======== Input data ========

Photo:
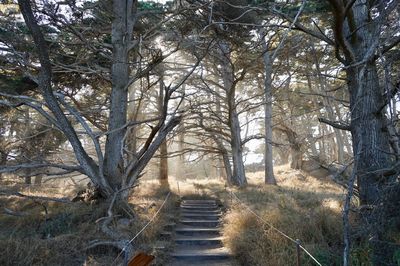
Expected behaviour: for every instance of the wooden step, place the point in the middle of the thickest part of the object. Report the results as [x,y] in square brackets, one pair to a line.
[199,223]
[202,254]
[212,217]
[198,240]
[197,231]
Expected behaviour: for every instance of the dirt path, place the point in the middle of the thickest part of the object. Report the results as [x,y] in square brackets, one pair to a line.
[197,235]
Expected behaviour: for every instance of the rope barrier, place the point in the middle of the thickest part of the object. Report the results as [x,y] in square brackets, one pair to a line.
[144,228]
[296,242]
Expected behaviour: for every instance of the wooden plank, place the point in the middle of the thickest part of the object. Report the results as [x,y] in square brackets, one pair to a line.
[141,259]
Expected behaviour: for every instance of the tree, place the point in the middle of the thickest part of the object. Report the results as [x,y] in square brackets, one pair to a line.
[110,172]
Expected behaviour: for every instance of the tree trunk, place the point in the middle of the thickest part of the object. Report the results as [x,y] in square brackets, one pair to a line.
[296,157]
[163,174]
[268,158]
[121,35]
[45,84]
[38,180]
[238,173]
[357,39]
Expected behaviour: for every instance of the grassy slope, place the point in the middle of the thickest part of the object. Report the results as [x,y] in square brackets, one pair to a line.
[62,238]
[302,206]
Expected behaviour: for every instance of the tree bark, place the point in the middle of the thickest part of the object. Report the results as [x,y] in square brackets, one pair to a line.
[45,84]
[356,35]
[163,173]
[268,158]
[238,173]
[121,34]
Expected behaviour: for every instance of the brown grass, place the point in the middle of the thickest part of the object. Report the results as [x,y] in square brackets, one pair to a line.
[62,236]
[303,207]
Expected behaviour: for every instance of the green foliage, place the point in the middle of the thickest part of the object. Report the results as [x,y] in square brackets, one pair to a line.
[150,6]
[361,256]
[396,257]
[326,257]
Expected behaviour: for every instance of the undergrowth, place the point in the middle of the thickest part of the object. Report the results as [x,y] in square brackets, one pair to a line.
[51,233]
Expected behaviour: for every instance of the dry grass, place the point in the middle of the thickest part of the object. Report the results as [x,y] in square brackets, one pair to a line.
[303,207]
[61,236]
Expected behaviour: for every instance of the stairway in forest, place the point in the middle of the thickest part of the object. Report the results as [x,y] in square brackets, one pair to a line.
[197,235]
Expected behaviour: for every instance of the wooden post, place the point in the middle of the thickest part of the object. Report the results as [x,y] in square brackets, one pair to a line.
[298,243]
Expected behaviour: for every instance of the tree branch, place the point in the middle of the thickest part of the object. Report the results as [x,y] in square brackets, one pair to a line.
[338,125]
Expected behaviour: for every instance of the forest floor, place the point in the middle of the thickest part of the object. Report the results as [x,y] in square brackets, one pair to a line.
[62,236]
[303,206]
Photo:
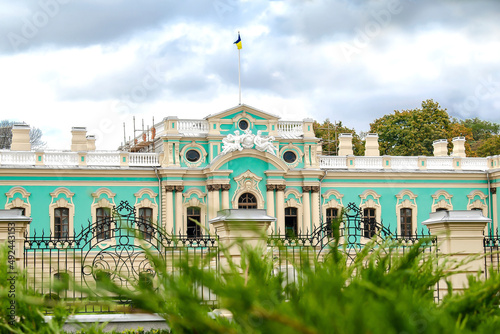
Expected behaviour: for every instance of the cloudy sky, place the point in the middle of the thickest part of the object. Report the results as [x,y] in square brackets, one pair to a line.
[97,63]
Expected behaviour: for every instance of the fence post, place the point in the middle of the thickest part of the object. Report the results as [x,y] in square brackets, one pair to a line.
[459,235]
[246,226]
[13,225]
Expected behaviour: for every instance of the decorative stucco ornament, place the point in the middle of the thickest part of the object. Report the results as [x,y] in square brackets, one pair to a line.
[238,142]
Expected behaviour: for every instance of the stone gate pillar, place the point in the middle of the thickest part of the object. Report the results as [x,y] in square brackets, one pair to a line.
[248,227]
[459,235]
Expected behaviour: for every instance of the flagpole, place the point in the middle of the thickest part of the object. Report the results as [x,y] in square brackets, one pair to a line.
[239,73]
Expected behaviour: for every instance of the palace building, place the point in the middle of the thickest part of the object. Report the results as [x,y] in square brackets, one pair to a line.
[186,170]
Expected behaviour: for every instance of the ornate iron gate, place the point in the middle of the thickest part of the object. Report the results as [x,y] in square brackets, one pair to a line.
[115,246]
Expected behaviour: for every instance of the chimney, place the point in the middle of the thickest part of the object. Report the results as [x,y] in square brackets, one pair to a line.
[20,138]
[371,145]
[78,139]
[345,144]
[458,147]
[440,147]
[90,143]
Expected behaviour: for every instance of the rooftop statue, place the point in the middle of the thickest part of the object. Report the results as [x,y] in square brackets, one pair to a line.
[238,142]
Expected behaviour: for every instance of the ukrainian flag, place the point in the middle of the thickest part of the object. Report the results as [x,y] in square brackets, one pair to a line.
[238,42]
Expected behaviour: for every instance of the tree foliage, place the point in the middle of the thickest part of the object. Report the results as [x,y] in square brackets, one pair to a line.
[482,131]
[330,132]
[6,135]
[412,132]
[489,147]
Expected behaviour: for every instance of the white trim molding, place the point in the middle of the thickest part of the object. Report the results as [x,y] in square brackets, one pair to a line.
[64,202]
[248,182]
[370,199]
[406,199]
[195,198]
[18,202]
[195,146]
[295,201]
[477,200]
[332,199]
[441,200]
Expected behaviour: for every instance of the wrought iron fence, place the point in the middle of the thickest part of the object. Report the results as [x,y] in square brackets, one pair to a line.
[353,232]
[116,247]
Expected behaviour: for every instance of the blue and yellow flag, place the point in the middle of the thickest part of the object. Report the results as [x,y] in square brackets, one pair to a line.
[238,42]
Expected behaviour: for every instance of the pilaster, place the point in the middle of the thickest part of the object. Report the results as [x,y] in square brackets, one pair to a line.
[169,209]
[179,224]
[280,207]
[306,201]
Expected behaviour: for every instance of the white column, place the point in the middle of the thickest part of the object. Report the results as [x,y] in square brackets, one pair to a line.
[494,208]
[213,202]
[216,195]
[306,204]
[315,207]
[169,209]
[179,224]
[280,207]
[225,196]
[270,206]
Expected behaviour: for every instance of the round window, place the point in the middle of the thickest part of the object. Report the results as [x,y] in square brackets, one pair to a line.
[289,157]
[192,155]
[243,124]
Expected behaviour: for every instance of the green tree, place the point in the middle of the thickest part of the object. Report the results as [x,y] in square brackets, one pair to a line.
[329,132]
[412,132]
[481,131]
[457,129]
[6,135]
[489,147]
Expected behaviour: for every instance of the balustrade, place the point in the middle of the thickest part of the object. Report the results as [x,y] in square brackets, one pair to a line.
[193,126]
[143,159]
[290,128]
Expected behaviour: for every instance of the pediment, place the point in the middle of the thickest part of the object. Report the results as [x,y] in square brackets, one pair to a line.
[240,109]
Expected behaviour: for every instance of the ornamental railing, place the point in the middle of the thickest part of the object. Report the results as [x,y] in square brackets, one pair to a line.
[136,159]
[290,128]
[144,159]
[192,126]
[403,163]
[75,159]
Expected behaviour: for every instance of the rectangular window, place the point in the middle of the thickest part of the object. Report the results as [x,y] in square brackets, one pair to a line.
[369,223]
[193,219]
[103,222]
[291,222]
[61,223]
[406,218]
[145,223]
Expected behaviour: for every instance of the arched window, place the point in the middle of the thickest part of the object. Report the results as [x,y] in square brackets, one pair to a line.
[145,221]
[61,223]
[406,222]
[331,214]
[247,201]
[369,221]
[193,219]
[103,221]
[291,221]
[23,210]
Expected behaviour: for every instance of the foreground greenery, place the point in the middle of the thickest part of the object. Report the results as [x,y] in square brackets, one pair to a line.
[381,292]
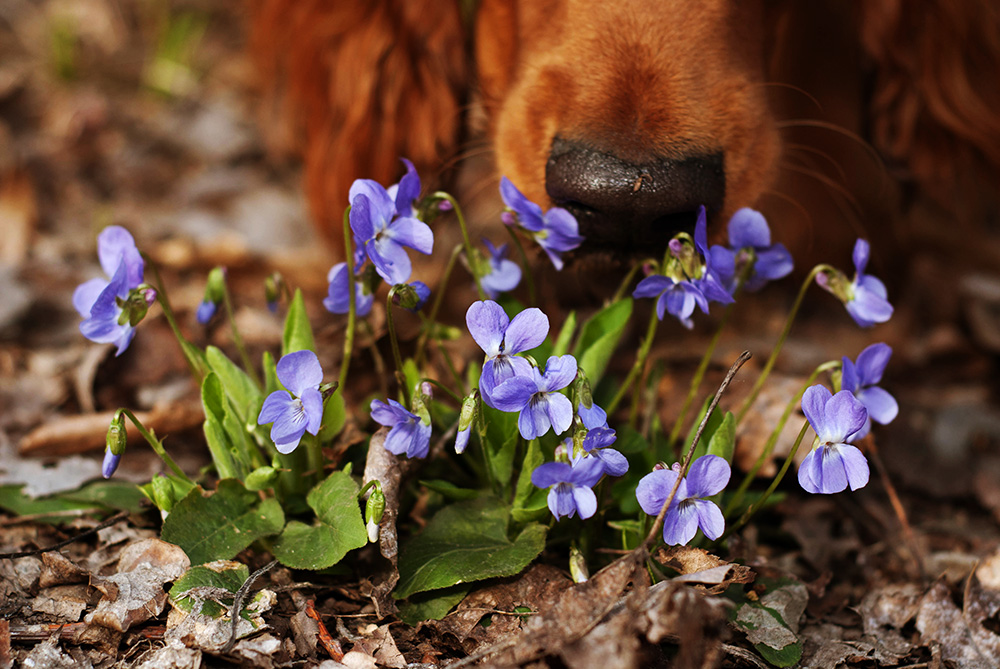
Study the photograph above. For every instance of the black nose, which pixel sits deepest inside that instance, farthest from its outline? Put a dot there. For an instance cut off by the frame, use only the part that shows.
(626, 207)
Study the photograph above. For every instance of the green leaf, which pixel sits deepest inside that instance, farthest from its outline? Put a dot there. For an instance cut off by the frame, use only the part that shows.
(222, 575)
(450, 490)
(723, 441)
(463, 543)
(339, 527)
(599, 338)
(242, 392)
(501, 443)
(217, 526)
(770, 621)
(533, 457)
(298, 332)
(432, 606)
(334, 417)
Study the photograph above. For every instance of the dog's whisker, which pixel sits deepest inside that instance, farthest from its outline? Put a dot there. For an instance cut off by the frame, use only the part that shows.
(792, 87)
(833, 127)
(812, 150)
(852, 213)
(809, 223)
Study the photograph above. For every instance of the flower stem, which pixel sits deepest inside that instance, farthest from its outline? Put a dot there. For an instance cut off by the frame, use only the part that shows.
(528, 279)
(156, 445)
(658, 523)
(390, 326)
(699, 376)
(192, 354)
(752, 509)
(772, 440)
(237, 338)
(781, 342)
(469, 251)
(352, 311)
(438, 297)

========

=== The task ===
From the line containing "Expected behaviour: for every instance of the rectangular" through the last line of the records, both included, output those lines exactly and nothing else; skip the pictures.

=== Task response ===
Expected behaviour: for every instance of the rectangular window, place the point in the middle of the thickest part of the object. Report the results as [x,y] in square brackets, one pair to a line.
[369,223]
[193,219]
[103,222]
[291,222]
[61,223]
[406,218]
[145,223]
Expected behaviour: for every instance of the arched window, place the point in the middle of the thickest part of the object. Report the results as [x,y] in square brackets, one pair to a line.
[145,221]
[61,223]
[406,222]
[331,214]
[247,201]
[369,221]
[193,219]
[103,221]
[291,221]
[23,210]
Expected behaviour: for every instance of the foreground greenery, place the point in the middle of the thickest part of the object. Report the results as [x,y] in square brackets, one pair to a line.
[381,292]
Study the photograph above. For every instance of the black nose, which pixel sits deepest inside that instance, farthest from its outline? Put a dot there. For an instance cut off by the frame, use only the part that shows.
(626, 207)
Study the photograph above. For every instance of the green leaf, which pixel sits deepest inside that instance, farthest from its outline? Put a dot there. For an instance cut off by the frame, use only the part that shows.
(222, 575)
(450, 490)
(723, 441)
(463, 543)
(339, 527)
(599, 338)
(242, 392)
(501, 443)
(217, 526)
(770, 621)
(533, 457)
(298, 332)
(432, 606)
(334, 417)
Study the photograph above. For every instance of the dog's whisker, which pixel sits deepest inside that instance, farthest from its outline? Put a dot there. For an instance cut off by the frame, use only the part that shows.
(792, 87)
(833, 127)
(812, 150)
(852, 213)
(809, 223)
Study the photograph above. For every instance of the flower stem, which pixel sits deepest inside that instance, farthest from its outline? Put a dot there. For an instance cut off by the frame, use only the part that shows.
(528, 279)
(156, 445)
(658, 523)
(390, 326)
(699, 376)
(192, 354)
(752, 509)
(772, 440)
(237, 338)
(781, 342)
(469, 251)
(352, 311)
(438, 297)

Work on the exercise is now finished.